#### STATED PROBLEM 1
List every person the cotton glut article mentions by name.
#### STATED PROBLEM 2
Continue the cotton glut article from where it stops.

===== SELECTED EXCERPT =====

Cotton warehouses from
China to
Australia are bulging with the biggest-ever
glut, a year after
record prices spurred farmers to expand output.
Harvests will exceed demand for a third year, swelling
stockpiles by 10 percent to 74.67 million 480-pound bales by
August, the U.S. Department of Agriculture estimates.
Inventories in China, the biggest user, will triple over two
years to a record as domestic demand slumps to the lowest since
2005, USDA data show. Cotton may drop 12 percent to 67.87 cents
a pound by the end of the year, according to the average of 20
analyst and merchant estimates compiled by Bloomberg.
Slowing economic growth means the surplus will widen even
as China, Australia,
Brazil and
India produce less this season,
leading to the first global output decline in three years, the
USDA predicts. Prices already plunged 65 percent from last
year’s peak of $2.197 a pound, reducing costs for buyers from
Hanesbrands Inc. (HBI), the maker of Champion apparel, to San
Francisco-based
Levi Strauss & Co.
“There’s an awful lot of cotton around,” said David Wookey, a managing director and trader at Isis Commodities Ltd.,
a cotton merchant in
Boston,
England, founded 17 years ago.
“You’ve got a large stocks situation that’s been coupled with
weaker
global consumption.”
Surplus Widens
Prices tumbled 16 percent this year on ICE Futures U.S. in
New York, exceeded only by arabica coffee’s 27 percent decline
among the 24 commodities tracked by the Standard & Poor’s GSCI
Spot Index. The gauge rose 5.6 percent. The MSCI All-Country
World Index of equities gained 7.8 percent. Treasuries returned
2.6 percent, according to Bank of America Corp.
The world’s farmers will produce 114.1 million bales in the
year that began Aug. 1, 7 percent less than the record 122.7
million a year earlier, the USDA predicts. Demand will be 108.2
million, the second-lowest level in nine years, the agency
estimates. A bale provides enough material for 1,217 men’s
T-
shirts, according to the National Cotton Council of America.
China will import 46 percent less cotton in the 12 months
through July 31, according to USDA. Consumption in the country
may drop 11 percent this year, Zhang Hongxia, the chairman of
Hong Kong-listed
Weiqiao Textile Co. (2698), China’s largest cotton-
textile maker, said in an interview Aug. 20. Cotlook Ltd., the
Birkenhead, England-based research company, boosted its surplus
estimate by 55 percent on Aug. 23, citing the deceleration in
Chinese demand.
Crop Switching
Smaller harvests may bolster prices that reached a 31-month
low of 64.61 cents on June 4, said Jon Devine, an economist for
Cotton Inc., an industry group in Cary,
North Carolina.
Hedge
funds on Aug. 28 were the
most bullish since February, holding a
net-long position of 13,047 futures and options contracts,
Commodity Futures Trading Commission data show. The December-
delivery contract traded at 77.23 cents a pound today.

===== ITEMS =====

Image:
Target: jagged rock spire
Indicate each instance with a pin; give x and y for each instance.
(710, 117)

=====
===== ITEMS =====

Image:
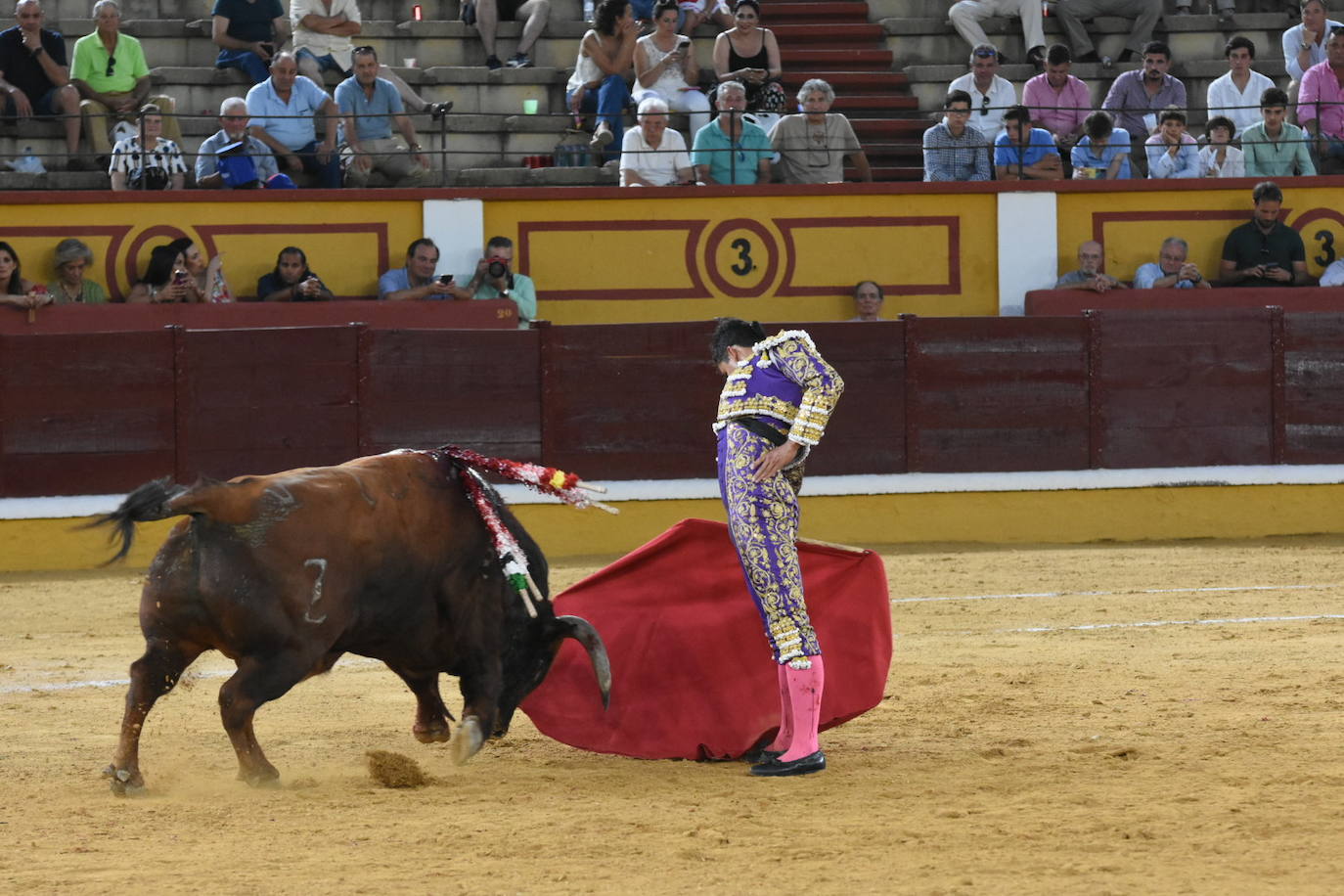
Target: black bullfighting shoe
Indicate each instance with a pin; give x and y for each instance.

=====

#### ANSWER 1
David Wookey, Zhang Hongxia, Jon Devine

#### ANSWER 2
U.S. farmers, the largest exporters, can earn more planting
crops including corn or soybeans, which reached record prices
this year after a drought that T-Storm Weather LLC estimates was
the most-severe since 1936, based on temperature and rainfall in
June and July. A USDA
report on May 1 showed cotton growers lost
$154.17 an acre in 2011 and corn earned $194.52. While the
agency won’t estimate this year’s returns until Oct. 1, cotton
prices are 20 percent lower and corn is up 40 percent.
Indian Monsoon
Matt Huie, a farmer in Beeville, Texas, who planted 3,600
acres of the fiber last year, said he “probably would consider
not planting cotton at all.”
“I would expect massive reductions of cotton acreage,”
said
Carsten Fritsch, an analyst at Commerzbank AG in
Frankfurt.
“This should lead to a decline in supply and to rising cotton
prices next year.”
The monsoon in India, the second-largest exporter, has been
12 percent below the 50-year average, the Meteorological
Department said Aug. 30. The weather pattern accounts for about
70 percent of the country’s annual rainfall.
Plantings in Australia during the next three months may
drop more than 12 percent, according to the government. Output
in Brazil may tumble 26 percent as farmers shift to soybeans,
the USDA’S Foreign Agricultural Service said in a
report posted
yesterday on its website.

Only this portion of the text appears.